◆ CONSEGNA 1 ◆
Nel testo sul pubblico impiego si sostiene che le retribuzioni pubbliche non sono basse. Spiega su quale motivazione si fonda questa affermazione.
◆ CONSEGNA 2 ◆
Trascrivi dal testo sul pubblico impiego il passo compreso tra "Non è vero?" e "Anche il concorso?", estremi inclusi.

◆ TESTO DA ANALIZZARE ◆
--- --- ---
I concorsi sono più veloci, ma per il reclutamento restano due problemi: l’attrattività per i giovani e la difficoltà a coprire i posti al Nord. C’è chi propone le gabbie salariali?
«Sono fermamente contrario alle gabbie salariali. Non credo che dividere il territorio in comparti sia la soluzione. Si può agire sul salario accessorio per aumentare le retribuzioni nelle realtà più complesse, come le grandi città. Sulle retribuzioni però vorrei spezzare una lancia a favore di quelle pubbliche: non è vero che sono basse». 

Non è vero?
«No, almeno per quanto riguarda i livelli di ingresso. Per un neo laureato il pubblico impiego è competitivo. Un giovane che esce dall’università e va a lavorare in uno studio di avvocato per anni guadagna molto meno che nella pubblica amministrazione. Il nostro problema semmai è un altro».

Quale?
«Gestire il percorso professionale delle nostre persone con meccanismi diversi da quelli attuali. La crescita non può essere per anzianità. Si matura un tempo in una posizione, poi si può accedere al concorso e passare alla categoria superiore. È un sistema non più al passo con i tempi. Questi meccanismi vanno ripensati». 

Anche il concorso?
«Va data una responsabilità ai dirigenti. Non possiamo liberarli della decisione di valutare e di premiare, anche sotto il profilo della crescita, un proprio collaboratore. Non esiste nessuna azienda nel privato che per far crescere un dipendente lo obbliga a fare un concorso».

C’è la Costituzione che lo rende obbligatorio?
--- --- ---
◆ MATERIALE DI PARTENZA ◆
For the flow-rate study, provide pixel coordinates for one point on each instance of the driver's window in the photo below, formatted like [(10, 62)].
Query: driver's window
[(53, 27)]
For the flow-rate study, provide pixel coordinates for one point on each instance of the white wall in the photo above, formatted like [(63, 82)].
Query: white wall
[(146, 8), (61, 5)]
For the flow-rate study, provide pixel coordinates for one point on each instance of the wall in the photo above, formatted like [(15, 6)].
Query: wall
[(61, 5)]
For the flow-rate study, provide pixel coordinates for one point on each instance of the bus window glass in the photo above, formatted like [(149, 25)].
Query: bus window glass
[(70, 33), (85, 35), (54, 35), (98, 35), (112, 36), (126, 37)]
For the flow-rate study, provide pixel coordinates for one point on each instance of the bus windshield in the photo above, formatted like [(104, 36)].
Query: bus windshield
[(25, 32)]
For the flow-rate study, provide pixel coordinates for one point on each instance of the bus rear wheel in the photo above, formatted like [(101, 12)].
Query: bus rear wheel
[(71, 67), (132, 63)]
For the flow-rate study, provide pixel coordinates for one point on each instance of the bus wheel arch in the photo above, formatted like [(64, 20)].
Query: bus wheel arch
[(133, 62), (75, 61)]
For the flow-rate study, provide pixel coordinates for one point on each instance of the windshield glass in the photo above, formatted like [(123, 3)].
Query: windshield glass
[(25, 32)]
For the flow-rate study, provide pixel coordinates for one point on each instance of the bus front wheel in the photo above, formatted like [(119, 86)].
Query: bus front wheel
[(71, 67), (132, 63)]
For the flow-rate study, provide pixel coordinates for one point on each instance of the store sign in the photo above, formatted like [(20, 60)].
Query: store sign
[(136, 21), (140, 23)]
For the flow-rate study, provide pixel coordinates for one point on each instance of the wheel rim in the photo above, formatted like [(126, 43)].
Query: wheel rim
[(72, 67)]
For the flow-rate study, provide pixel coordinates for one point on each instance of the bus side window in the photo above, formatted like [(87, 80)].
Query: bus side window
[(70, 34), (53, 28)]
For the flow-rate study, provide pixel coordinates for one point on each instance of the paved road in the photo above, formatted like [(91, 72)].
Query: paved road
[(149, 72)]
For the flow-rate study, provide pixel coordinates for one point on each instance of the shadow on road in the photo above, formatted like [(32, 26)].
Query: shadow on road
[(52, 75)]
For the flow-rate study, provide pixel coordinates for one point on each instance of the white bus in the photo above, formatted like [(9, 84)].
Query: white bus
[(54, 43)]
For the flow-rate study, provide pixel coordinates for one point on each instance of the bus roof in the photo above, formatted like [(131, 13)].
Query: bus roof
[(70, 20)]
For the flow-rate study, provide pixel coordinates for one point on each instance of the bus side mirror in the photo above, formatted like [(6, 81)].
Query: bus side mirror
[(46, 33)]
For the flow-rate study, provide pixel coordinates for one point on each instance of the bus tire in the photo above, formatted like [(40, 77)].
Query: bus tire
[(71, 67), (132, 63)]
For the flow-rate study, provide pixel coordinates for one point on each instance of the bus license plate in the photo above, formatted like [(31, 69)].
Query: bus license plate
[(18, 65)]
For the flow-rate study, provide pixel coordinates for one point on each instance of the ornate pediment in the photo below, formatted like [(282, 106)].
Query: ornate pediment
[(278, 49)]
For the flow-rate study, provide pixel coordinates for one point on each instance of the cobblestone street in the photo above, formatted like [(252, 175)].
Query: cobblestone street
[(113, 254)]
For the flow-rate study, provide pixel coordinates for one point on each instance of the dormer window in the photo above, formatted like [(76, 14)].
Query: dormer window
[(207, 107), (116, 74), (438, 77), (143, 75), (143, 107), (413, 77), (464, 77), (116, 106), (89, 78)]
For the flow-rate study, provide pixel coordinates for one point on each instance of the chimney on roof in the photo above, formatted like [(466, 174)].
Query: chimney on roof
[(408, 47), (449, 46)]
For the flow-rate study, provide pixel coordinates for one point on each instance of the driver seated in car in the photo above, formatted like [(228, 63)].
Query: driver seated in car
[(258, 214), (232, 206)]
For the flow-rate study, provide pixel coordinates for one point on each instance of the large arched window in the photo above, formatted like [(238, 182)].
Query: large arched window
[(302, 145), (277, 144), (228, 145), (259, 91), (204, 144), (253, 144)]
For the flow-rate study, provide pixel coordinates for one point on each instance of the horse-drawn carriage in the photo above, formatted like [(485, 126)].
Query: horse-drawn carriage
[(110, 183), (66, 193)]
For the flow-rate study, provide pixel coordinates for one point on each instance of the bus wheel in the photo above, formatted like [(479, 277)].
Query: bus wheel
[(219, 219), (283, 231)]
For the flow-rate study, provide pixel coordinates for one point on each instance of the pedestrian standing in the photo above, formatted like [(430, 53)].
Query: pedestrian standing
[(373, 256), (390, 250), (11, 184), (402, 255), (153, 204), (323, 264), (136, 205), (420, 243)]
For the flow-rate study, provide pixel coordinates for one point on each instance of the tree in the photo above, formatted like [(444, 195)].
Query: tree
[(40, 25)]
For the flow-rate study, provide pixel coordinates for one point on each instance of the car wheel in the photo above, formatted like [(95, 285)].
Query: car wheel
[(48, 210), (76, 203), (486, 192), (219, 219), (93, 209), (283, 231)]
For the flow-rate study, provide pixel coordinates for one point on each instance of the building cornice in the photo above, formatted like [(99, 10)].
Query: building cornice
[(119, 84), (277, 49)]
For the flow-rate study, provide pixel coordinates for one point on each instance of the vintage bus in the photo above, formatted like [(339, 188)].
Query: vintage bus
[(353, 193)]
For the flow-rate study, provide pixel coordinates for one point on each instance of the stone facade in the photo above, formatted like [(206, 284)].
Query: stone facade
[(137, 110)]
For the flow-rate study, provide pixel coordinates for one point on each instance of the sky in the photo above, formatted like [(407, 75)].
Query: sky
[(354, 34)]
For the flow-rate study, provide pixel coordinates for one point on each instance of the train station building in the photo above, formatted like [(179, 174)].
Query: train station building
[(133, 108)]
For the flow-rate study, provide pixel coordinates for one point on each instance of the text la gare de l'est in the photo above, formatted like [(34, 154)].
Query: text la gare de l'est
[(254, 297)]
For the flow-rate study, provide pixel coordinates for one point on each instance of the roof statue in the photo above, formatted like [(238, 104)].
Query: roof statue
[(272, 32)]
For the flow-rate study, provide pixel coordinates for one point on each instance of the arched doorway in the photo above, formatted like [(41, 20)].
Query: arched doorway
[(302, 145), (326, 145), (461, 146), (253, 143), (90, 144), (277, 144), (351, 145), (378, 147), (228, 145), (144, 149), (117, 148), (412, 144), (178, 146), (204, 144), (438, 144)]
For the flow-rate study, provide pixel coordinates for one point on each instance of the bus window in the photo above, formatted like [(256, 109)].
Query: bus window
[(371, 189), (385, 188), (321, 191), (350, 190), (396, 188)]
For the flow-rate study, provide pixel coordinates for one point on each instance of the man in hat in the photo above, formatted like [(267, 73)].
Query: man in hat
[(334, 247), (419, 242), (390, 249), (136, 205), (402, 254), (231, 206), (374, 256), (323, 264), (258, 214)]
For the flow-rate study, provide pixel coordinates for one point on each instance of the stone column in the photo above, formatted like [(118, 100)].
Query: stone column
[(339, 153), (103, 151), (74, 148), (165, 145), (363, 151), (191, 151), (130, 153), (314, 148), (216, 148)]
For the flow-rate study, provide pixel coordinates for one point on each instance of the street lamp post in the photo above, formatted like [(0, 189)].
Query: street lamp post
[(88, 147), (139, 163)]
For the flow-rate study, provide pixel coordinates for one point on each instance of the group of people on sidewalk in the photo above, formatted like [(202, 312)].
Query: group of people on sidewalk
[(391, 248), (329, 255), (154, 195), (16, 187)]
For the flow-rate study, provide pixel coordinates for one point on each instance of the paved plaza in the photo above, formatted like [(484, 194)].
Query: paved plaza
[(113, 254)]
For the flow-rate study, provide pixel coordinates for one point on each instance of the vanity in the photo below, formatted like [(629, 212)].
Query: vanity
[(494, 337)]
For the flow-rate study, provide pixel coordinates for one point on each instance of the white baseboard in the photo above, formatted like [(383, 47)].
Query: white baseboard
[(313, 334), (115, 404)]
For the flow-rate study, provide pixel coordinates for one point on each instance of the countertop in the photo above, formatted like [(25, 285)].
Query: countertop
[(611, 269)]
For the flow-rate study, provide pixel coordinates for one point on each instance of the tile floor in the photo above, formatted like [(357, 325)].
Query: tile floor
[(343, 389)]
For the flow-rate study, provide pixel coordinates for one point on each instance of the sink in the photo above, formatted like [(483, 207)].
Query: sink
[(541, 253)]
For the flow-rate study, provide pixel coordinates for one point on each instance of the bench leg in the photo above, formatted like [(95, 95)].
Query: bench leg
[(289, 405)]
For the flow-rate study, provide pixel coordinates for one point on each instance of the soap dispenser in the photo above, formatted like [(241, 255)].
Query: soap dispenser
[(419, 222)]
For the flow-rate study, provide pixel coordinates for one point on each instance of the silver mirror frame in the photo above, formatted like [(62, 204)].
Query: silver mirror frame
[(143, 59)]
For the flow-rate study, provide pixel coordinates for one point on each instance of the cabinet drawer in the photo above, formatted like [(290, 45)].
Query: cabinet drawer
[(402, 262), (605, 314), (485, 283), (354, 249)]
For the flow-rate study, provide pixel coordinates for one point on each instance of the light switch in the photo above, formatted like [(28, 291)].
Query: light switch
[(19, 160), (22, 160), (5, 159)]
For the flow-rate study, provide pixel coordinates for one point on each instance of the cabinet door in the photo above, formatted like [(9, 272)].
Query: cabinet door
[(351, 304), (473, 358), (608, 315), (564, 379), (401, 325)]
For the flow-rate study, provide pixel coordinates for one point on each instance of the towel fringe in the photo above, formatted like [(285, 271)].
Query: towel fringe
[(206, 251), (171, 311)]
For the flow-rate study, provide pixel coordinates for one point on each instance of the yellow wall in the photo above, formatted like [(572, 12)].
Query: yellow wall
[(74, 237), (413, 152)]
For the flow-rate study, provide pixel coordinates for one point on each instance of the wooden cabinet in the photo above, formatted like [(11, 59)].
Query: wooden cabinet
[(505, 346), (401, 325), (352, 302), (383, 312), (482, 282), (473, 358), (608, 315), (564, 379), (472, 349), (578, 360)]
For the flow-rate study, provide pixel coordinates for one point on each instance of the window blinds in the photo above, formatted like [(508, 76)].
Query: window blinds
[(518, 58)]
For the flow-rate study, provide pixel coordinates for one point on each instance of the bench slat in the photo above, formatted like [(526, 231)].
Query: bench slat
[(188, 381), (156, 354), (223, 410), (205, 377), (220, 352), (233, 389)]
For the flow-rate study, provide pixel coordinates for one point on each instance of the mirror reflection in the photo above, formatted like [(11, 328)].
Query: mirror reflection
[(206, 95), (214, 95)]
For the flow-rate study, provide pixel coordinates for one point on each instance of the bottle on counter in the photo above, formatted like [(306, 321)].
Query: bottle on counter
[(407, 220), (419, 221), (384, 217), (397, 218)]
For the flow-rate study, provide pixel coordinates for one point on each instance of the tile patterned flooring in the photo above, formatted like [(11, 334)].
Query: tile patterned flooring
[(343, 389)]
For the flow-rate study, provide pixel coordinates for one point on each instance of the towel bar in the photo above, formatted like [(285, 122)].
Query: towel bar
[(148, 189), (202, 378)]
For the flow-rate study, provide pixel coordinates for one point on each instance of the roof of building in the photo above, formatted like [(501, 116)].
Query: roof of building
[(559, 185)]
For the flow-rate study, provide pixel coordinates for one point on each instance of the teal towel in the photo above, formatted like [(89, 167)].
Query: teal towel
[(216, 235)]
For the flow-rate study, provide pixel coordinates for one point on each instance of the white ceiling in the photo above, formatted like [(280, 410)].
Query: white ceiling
--- --- ---
◆ SOLUZIONE 1 ◆
Almeno per i livelli di ingresso, il pubblico impiego è competitivo per un neo laureato. Un giovane che esce dall'università e va a lavorare in uno studio di avvocato guadagna per anni molto meno che nella pubblica amministrazione.

◆ SOLUZIONE 2 ◆
Non è vero?
«No, almeno per quanto riguarda i livelli di ingresso. Per un neo laureato il pubblico impiego è competitivo. Un giovane che esce dall’università e va a lavorare in uno studio di avvocato per anni guadagna molto meno che nella pubblica amministrazione. Il nostro problema semmai è un altro».

Quale?
«Gestire il percorso professionale delle nostre persone con meccanismi diversi da quelli attuali. La crescita non può essere per anzianità. Si matura un tempo in una posizione, poi si può accedere al concorso e passare alla categoria superiore. È un sistema non più al passo con i tempi. Questi meccanismi vanno ripensati». 

Anche il concorso?